Task goal: Give back exactly the lines that run from the line containing "As a warehouse robot's perception module, locate necktie" through the end of the listing below. Leave out every other line.

Stored records:

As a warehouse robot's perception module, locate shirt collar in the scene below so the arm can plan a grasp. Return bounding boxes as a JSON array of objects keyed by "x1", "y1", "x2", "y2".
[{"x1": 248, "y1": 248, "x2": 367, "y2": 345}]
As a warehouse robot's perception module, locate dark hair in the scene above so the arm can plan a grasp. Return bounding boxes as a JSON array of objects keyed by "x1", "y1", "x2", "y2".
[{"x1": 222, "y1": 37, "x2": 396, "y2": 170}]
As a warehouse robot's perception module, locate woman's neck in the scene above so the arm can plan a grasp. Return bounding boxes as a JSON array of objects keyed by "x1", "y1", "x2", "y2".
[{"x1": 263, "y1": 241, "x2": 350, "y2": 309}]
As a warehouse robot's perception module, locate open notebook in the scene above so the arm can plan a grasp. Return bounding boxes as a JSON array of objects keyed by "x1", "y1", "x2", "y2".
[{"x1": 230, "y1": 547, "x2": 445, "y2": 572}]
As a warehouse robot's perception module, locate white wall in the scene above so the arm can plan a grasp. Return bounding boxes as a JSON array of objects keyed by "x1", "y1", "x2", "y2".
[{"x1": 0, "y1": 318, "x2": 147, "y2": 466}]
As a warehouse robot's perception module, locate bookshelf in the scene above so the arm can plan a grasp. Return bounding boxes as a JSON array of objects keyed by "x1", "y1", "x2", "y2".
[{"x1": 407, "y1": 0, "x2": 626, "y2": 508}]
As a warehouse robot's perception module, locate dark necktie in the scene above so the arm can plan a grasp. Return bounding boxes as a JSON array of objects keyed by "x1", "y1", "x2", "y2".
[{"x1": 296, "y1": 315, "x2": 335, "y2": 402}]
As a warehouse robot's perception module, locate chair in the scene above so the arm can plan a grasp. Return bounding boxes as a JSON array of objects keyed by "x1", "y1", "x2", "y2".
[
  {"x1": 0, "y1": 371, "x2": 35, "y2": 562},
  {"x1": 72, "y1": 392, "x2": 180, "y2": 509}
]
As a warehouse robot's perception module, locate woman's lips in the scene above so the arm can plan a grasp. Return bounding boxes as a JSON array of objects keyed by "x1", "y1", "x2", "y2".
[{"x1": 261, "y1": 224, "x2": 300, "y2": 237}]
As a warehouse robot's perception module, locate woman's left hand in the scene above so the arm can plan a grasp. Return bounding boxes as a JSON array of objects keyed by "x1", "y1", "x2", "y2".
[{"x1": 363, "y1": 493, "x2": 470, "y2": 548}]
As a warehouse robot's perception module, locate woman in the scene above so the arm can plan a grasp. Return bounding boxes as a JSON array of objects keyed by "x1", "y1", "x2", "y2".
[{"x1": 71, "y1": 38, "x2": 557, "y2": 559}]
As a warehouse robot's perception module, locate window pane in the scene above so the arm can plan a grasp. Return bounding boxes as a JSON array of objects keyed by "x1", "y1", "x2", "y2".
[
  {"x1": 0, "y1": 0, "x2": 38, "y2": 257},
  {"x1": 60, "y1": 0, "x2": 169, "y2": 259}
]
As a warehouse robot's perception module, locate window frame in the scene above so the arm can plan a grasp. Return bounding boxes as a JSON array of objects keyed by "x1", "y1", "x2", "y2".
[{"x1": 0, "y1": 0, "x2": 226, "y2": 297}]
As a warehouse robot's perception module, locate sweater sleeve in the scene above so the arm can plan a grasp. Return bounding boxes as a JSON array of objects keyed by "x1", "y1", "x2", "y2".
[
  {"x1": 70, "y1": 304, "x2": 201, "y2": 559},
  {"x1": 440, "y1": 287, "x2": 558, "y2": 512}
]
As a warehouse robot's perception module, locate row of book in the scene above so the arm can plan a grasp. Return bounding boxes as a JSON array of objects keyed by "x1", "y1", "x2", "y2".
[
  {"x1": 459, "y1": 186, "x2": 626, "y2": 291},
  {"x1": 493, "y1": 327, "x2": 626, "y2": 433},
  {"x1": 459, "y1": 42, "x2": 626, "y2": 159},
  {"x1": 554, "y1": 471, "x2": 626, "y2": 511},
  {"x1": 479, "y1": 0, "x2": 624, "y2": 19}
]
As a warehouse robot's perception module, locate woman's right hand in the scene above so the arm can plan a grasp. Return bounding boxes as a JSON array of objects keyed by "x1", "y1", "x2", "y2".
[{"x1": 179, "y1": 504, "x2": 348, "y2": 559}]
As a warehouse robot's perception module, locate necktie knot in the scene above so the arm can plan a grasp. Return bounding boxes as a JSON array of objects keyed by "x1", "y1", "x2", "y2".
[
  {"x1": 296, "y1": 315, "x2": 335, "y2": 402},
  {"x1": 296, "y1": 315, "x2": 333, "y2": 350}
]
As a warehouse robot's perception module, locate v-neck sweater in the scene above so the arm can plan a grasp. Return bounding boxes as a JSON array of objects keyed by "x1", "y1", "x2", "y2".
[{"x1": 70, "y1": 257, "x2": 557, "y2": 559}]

Response to this task:
As a warehouse robot's perception module, locate necktie knot in the scene above so the arm can plan a grasp. Return bounding boxes as a JSON array of objects keyed by "x1", "y1", "x2", "y2".
[
  {"x1": 296, "y1": 315, "x2": 335, "y2": 402},
  {"x1": 296, "y1": 315, "x2": 333, "y2": 350}
]
As a warehouse robot's perception module, locate v-neck sweater in the scene above so the arm can plan a grasp. Return bounding boxes as a JSON array of objects keyed by "x1", "y1", "x2", "y2".
[{"x1": 70, "y1": 257, "x2": 557, "y2": 559}]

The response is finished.